**EXERCISE REQUIREMENTS**
Only the lines from the one with "the white building" to the end of the material should be reproduced, exactly and in full, both ends included.

**INPUT RECORDS**
*** Begin section ***

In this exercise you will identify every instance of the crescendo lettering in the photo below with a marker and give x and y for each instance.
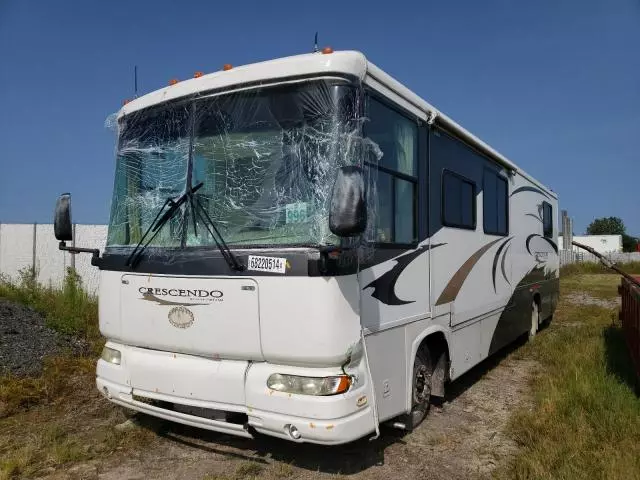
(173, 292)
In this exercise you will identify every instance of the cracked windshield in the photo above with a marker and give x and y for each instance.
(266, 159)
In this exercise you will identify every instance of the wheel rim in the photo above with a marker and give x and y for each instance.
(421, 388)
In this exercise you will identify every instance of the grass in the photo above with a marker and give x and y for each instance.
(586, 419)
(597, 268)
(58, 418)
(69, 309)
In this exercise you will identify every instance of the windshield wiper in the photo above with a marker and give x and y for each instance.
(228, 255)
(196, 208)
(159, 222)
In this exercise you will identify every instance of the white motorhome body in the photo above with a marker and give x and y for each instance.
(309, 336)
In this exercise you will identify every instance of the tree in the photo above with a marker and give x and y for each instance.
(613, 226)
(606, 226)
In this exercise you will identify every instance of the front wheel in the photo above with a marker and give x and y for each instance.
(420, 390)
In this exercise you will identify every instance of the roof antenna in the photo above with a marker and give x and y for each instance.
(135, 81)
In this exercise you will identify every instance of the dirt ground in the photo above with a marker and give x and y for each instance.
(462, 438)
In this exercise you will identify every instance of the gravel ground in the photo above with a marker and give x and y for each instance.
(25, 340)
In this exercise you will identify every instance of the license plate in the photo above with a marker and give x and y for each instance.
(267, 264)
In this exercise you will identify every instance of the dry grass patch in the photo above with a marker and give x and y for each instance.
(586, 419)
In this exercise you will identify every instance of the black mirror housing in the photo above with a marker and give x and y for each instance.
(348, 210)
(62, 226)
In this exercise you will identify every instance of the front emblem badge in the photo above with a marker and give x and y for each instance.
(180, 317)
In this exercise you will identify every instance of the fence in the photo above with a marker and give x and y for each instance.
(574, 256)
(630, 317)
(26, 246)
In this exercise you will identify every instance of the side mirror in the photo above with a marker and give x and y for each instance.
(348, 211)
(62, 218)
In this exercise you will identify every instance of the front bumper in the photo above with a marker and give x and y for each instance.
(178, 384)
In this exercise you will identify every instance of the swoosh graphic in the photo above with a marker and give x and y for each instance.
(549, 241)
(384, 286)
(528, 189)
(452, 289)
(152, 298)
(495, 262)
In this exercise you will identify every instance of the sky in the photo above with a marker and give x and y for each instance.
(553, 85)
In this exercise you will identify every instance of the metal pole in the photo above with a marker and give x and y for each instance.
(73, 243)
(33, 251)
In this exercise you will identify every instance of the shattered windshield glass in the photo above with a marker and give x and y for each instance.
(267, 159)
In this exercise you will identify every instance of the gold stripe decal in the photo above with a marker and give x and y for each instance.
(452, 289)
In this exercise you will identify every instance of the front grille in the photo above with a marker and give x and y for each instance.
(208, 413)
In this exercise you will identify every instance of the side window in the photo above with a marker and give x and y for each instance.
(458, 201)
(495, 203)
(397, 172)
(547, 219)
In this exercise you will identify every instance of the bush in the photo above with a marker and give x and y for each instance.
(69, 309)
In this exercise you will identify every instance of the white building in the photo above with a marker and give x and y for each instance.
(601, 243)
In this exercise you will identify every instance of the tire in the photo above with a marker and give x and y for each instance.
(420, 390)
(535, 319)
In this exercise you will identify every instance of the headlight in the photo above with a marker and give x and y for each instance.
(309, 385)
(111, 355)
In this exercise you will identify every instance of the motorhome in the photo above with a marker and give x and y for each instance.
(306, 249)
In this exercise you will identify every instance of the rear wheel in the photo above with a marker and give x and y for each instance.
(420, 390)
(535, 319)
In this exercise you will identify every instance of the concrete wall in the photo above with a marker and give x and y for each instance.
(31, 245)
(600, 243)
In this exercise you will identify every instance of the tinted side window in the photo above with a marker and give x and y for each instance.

*** End section ***

**WRITTEN RESPONSE**
In this exercise you will identify every instance of the white building in the photo above with a marker and give x and y for each instance.
(601, 243)
In this exercise you will identify every instance of the tire in the photo above with a marker and give x and y for each instance.
(420, 390)
(535, 319)
In this exercise you will identify every instance of the headlight in the photo above with a marker and give x and y for each instance.
(309, 385)
(111, 355)
In this exercise you will identify every instance of the motorhome in the photo above with a marker and give x and y for each instance.
(306, 249)
In this exercise you will identify every instance of the rear wheel in the photo above with a marker and give x and y for each instance.
(420, 390)
(535, 319)
In this exercise you will identify every instance of the concrete wall in the photo above with a marker and give x and y for each instance.
(31, 245)
(600, 243)
In this exercise you will identify every instance of the tinted side window in the photo above with a marker and give x and y for each instance.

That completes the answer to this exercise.